Task statement » Rewrite the entries below, changing every "pixel-level bounding box" to "pixel bounding box" and leaving all other text as it is.
------------------------------------------------------------
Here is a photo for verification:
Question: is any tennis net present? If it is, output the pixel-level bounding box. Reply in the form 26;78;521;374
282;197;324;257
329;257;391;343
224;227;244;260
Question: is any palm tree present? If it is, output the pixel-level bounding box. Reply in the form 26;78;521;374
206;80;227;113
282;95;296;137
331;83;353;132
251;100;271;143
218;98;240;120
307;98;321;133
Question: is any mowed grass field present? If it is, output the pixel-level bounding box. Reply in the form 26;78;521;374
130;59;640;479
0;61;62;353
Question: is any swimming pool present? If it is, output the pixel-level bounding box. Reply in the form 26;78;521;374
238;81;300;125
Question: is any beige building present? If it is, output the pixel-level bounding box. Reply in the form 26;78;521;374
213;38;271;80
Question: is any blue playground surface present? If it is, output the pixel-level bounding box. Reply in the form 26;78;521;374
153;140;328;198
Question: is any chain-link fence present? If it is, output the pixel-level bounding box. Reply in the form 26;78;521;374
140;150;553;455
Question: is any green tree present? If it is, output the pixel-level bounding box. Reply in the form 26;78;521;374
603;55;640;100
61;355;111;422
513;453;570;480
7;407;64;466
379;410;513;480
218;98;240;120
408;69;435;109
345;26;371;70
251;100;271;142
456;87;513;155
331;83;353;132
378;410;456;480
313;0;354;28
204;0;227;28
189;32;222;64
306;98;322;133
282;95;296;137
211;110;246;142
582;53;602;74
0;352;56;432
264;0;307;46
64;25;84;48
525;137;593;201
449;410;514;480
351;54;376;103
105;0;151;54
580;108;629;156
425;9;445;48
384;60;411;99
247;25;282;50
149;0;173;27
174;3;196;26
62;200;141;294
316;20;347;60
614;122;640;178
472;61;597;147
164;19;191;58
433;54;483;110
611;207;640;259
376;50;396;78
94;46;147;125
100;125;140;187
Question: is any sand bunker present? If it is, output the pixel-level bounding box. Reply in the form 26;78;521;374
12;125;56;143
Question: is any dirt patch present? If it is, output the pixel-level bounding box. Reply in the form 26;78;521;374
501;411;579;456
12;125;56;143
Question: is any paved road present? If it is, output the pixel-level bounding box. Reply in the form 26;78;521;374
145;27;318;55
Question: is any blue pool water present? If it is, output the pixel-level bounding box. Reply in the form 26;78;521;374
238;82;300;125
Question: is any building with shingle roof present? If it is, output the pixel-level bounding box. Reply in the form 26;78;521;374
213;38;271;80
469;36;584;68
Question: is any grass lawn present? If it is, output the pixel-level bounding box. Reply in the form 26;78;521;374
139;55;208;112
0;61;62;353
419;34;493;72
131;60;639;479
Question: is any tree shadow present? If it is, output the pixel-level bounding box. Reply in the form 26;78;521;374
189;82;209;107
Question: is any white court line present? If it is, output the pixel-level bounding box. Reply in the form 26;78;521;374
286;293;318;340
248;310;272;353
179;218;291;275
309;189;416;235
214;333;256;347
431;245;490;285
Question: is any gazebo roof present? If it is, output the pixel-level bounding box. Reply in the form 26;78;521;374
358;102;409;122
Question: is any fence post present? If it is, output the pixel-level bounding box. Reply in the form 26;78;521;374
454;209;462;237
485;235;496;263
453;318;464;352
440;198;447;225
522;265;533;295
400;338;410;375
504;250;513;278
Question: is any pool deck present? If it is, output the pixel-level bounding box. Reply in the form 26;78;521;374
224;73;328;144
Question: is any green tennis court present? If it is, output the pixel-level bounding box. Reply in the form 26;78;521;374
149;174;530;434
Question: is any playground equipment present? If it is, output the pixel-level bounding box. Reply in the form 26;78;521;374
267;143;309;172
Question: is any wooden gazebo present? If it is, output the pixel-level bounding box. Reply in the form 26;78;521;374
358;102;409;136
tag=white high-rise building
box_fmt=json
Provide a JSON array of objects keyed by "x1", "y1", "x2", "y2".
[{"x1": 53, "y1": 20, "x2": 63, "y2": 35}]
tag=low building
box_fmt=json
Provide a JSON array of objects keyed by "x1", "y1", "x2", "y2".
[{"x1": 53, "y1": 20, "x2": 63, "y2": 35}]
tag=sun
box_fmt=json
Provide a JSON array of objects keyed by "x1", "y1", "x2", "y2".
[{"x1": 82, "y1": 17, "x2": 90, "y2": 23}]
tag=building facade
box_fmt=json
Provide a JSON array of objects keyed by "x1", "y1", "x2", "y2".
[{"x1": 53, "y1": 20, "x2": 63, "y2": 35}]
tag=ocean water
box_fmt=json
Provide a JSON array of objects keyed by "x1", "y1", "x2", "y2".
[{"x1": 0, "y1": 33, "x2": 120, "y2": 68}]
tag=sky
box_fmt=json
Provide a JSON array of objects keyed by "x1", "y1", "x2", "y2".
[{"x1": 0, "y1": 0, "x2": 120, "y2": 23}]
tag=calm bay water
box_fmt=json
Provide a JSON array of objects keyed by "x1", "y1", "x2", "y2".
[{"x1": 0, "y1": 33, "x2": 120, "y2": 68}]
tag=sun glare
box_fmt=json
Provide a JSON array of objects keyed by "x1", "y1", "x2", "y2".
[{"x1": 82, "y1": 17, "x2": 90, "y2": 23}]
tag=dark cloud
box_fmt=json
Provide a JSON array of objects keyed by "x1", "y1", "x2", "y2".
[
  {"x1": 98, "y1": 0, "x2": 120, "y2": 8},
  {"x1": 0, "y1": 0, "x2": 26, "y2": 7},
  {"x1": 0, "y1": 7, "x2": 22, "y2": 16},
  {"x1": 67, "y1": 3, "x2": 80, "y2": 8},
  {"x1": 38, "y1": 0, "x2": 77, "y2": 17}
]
------------------------------------------------------------
Task response »
Here is a photo for verification:
Question: is any tennis net present? If it is, output the pixel bounding box. Reply in the form 26;78;521;374
282;197;324;257
329;257;391;343
224;227;244;260
Question: is any palm tree present? If it is, output the pixel bounding box. Reply in the form 26;78;521;374
206;80;227;113
282;95;296;137
331;83;353;132
251;100;271;143
218;98;240;120
307;98;321;133
Question: is any mowed grass field present? If it is, output the pixel bounding box. Reply in the form 26;78;521;374
130;59;640;479
0;61;62;353
Question: is any swimming pool present? If it is, output the pixel bounding box. Reply in the form 26;78;521;374
238;81;300;125
Question: is any beige building present? If it is, output the pixel bounding box. Reply in the form 26;78;521;374
213;38;271;80
Question: is any blue playground surface present? If it is, output the pixel bounding box. Reply in the form 26;78;521;374
153;140;328;198
Question: is any chain-link fence present? If it is, output the pixel bounding box. Reply in the form 26;78;521;374
140;150;553;455
Question: is any green tree present? If it is, output the pixel bounding box. Reply in the form 26;78;521;374
603;55;640;100
61;355;111;422
513;453;570;480
7;407;64;466
379;410;513;480
218;98;240;120
408;69;435;109
345;26;371;70
251;100;271;142
456;87;513;155
331;83;353;132
378;410;456;480
313;0;354;28
204;0;227;28
189;32;222;64
306;98;322;133
282;95;296;137
211;110;246;142
582;53;602;74
0;352;56;432
264;0;307;46
64;25;84;48
525;137;593;201
449;410;514;480
351;54;376;103
105;0;151;54
580;108;629;156
425;9;445;48
384;60;411;99
247;25;282;50
149;0;173;27
174;3;196;26
62;200;141;294
316;20;347;60
614;122;640;178
472;61;597;147
164;19;191;58
433;54;483;110
611;207;640;259
376;50;396;78
94;46;147;125
100;125;140;187
Question: is any sand bunker present? If it is, output the pixel bounding box. Reply in the form 26;78;521;374
12;125;56;143
Question: is any dirt patch present? If it is, output the pixel bounding box. Reply in the form 26;78;521;374
501;411;579;456
12;125;56;143
Question: is any paved road present? If it is, output the pixel bounding box. Reply in the form 26;78;521;374
145;27;318;55
Question: is any blue pool water present? If it is, output the pixel bounding box. Reply in the form 26;78;521;374
238;82;300;125
Question: is any building with shingle roof present? If it is, output the pixel bounding box. Reply in the form 26;78;521;374
213;38;271;80
469;36;584;68
Question: is any grass lawn present? If it is, output the pixel bounding box. Reply in the form 26;78;521;374
139;55;208;112
0;61;62;353
419;34;493;72
131;60;639;479
Question: is any tree shadow present? If it is, output the pixel bounding box. Reply in the form 26;78;521;374
189;82;209;107
Question: is any white court line present? If it is, output the pixel bounding box. Reply in the form 26;78;521;374
286;293;318;340
248;310;272;353
179;218;291;275
309;189;416;235
214;333;256;347
431;245;490;285
Question: is any gazebo roof present? If it is, output the pixel bounding box. Reply in the form 26;78;521;374
358;102;409;122
Question: is any fence post present? If it is, output the pixel bounding box. Reply in the form 26;78;521;374
454;209;462;237
485;235;496;263
453;318;464;352
440;198;447;225
522;265;533;295
400;338;410;375
504;250;513;278
Question: is any pool deck present? If it is, output the pixel bounding box. Reply in the form 26;78;521;374
224;73;328;144
Question: is any green tennis court present? If it is, output the pixel bounding box. Reply in the form 26;78;521;374
149;174;530;434
Question: is any playground equipment present? If it is, output the pixel bounding box. Reply in the form 26;78;521;374
267;143;309;172
Question: is any wooden gazebo present? If it is, output the pixel bounding box. Reply in the form 26;78;521;374
358;102;409;136
tag=white high-rise building
box_fmt=json
Provide a JSON array of objects keyed by "x1", "y1", "x2", "y2".
[{"x1": 53, "y1": 20, "x2": 63, "y2": 35}]
tag=low building
box_fmt=json
Provide a JSON array of objects keyed by "x1", "y1", "x2", "y2".
[{"x1": 53, "y1": 20, "x2": 63, "y2": 35}]
tag=sun
box_fmt=json
Provide a JSON array of objects keyed by "x1", "y1", "x2", "y2".
[{"x1": 82, "y1": 17, "x2": 90, "y2": 23}]
tag=building facade
box_fmt=json
Provide a JSON array of objects keyed by "x1", "y1", "x2", "y2".
[{"x1": 53, "y1": 20, "x2": 63, "y2": 35}]
tag=ocean water
box_fmt=json
Provide a JSON array of objects keyed by "x1", "y1", "x2", "y2".
[{"x1": 0, "y1": 33, "x2": 120, "y2": 68}]
tag=sky
box_fmt=json
Provide a JSON array of objects keyed by "x1", "y1", "x2", "y2".
[{"x1": 0, "y1": 0, "x2": 120, "y2": 23}]
tag=calm bay water
box_fmt=json
Provide a JSON array of objects keyed by "x1", "y1", "x2", "y2".
[{"x1": 0, "y1": 33, "x2": 120, "y2": 68}]
tag=sun glare
box_fmt=json
Provide a JSON array of objects keyed by "x1", "y1", "x2", "y2".
[{"x1": 82, "y1": 17, "x2": 90, "y2": 23}]
tag=dark cloud
box_fmt=json
Provide a JSON array of objects keyed by "x1", "y1", "x2", "y2".
[
  {"x1": 98, "y1": 0, "x2": 120, "y2": 8},
  {"x1": 0, "y1": 0, "x2": 26, "y2": 7},
  {"x1": 0, "y1": 7, "x2": 22, "y2": 16},
  {"x1": 67, "y1": 3, "x2": 80, "y2": 8},
  {"x1": 38, "y1": 0, "x2": 77, "y2": 17}
]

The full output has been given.